» **Problem description**:
Collect every line in the items below that contains the word "door", and copy each of those lines in full.
start Extracted data
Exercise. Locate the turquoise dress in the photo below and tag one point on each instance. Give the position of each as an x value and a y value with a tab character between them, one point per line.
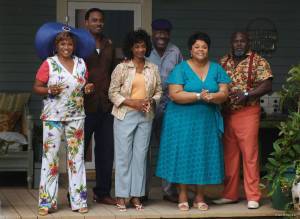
191	150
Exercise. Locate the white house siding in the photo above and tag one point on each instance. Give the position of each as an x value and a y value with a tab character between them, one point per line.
19	21
220	18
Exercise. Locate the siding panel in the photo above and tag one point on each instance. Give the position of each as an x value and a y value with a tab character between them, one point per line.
19	21
220	18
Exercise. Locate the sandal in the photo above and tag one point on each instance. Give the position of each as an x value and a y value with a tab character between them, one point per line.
121	207
183	206
202	206
83	210
43	211
136	204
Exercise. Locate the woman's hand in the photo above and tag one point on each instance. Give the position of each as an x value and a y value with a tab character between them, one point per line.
89	88
206	96
142	105
54	90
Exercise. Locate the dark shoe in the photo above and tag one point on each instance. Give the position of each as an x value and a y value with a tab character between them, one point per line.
144	198
105	200
136	203
171	198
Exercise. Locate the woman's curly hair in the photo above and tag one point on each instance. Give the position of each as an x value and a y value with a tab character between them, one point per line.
134	37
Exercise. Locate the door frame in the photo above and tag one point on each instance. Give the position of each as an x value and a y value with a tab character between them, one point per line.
142	18
145	8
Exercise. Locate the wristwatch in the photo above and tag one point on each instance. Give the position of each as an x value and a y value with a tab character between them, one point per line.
246	94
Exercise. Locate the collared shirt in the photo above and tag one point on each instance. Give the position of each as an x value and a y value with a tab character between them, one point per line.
100	66
239	75
166	63
121	86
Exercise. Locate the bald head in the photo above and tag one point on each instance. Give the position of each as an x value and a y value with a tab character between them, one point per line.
239	44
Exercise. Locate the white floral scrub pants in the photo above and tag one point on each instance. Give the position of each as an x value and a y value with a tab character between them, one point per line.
52	132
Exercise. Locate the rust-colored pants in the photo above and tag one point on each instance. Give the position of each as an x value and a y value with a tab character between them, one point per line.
241	138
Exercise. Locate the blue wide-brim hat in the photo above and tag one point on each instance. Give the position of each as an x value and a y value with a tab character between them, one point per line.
46	34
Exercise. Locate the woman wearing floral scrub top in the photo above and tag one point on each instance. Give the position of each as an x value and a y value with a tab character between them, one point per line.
191	150
61	79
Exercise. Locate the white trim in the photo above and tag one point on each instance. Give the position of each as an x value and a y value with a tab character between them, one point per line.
135	7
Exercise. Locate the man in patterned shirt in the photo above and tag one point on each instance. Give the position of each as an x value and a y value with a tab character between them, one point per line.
165	55
251	78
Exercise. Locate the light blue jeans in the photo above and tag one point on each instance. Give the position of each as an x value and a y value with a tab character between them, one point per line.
131	140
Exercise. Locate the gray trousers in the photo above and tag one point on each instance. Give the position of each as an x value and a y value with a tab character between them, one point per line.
131	140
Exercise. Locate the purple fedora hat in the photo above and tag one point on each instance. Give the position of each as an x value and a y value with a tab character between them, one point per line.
46	34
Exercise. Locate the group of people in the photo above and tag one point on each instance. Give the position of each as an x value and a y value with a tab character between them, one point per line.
151	96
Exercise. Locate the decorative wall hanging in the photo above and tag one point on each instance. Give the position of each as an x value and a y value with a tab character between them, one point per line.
263	36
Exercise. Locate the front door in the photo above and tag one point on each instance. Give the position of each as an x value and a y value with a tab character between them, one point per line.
120	18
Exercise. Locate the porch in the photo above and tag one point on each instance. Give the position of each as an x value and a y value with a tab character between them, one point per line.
19	202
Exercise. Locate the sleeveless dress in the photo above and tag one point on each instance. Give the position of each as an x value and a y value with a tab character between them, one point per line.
191	150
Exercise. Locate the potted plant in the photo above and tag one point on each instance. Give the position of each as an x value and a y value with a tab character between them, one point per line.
284	160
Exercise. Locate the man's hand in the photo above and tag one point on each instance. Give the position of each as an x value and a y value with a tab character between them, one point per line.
238	97
89	88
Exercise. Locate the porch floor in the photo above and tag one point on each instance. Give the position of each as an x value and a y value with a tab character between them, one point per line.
22	203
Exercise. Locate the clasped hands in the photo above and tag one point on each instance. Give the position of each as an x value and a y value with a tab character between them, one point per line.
206	96
57	89
143	105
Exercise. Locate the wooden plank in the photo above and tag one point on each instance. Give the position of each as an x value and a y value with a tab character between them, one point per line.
32	196
97	210
6	209
18	204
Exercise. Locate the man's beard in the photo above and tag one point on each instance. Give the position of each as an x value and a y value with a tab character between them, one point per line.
239	53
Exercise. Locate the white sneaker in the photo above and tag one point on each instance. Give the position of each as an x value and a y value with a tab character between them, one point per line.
253	204
224	201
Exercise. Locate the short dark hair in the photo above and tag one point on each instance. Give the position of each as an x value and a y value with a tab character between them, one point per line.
198	36
133	37
65	35
91	10
245	33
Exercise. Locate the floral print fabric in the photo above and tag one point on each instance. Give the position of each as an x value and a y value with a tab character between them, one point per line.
68	105
239	74
74	133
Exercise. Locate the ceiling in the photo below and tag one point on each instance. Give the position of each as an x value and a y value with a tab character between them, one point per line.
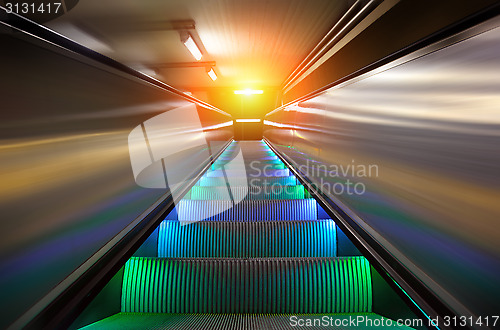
255	43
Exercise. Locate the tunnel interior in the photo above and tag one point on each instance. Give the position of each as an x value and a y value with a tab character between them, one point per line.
250	164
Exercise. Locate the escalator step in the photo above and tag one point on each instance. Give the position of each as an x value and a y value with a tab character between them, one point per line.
287	239
244	181
264	157
247	193
297	209
327	285
242	172
255	165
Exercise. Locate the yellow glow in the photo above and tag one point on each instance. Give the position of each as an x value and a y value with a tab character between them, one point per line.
249	91
212	74
193	48
248	120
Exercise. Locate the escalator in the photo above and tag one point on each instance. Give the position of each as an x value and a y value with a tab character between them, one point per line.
247	247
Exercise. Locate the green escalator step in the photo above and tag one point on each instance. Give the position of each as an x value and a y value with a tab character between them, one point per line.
290	285
284	239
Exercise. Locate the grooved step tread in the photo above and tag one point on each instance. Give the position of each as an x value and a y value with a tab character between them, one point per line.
285	239
246	193
150	321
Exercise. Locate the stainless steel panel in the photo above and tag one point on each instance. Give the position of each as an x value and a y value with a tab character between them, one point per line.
418	144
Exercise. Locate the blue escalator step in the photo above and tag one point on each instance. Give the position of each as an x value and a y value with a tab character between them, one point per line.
197	210
243	172
244	181
280	239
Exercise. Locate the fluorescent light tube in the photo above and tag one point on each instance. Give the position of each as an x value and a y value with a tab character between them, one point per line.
193	48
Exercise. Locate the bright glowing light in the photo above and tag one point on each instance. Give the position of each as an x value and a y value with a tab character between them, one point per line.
248	120
193	48
212	74
249	91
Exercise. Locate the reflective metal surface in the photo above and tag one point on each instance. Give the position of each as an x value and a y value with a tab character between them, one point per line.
412	151
67	183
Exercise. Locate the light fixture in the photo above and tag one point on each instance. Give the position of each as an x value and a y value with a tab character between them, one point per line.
188	41
248	120
249	91
211	73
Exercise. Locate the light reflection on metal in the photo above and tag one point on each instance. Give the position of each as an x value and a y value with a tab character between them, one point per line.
431	123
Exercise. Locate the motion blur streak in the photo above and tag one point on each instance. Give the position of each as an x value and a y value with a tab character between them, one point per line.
67	183
431	125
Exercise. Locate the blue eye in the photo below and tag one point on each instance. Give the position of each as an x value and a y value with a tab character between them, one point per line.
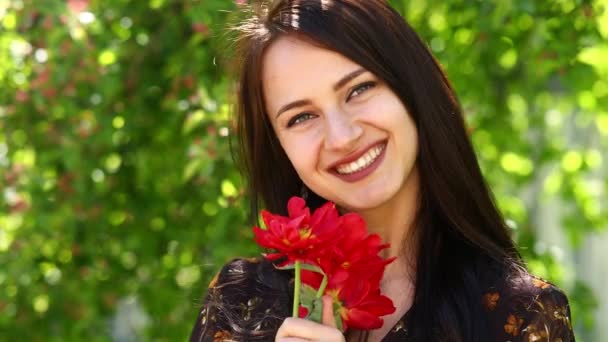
end Extracted data
» **Exercise answer**:
Exercise. Locate the door frame in the photo above and tag one point on each instance. Give the position of each as an x value and a y value with a tab character between them, one point per line.
Exercise. Locate the front door in the photo above and tag one point on each instance. Give the position of each as an x value and a y value with a tab character between them, one point per line.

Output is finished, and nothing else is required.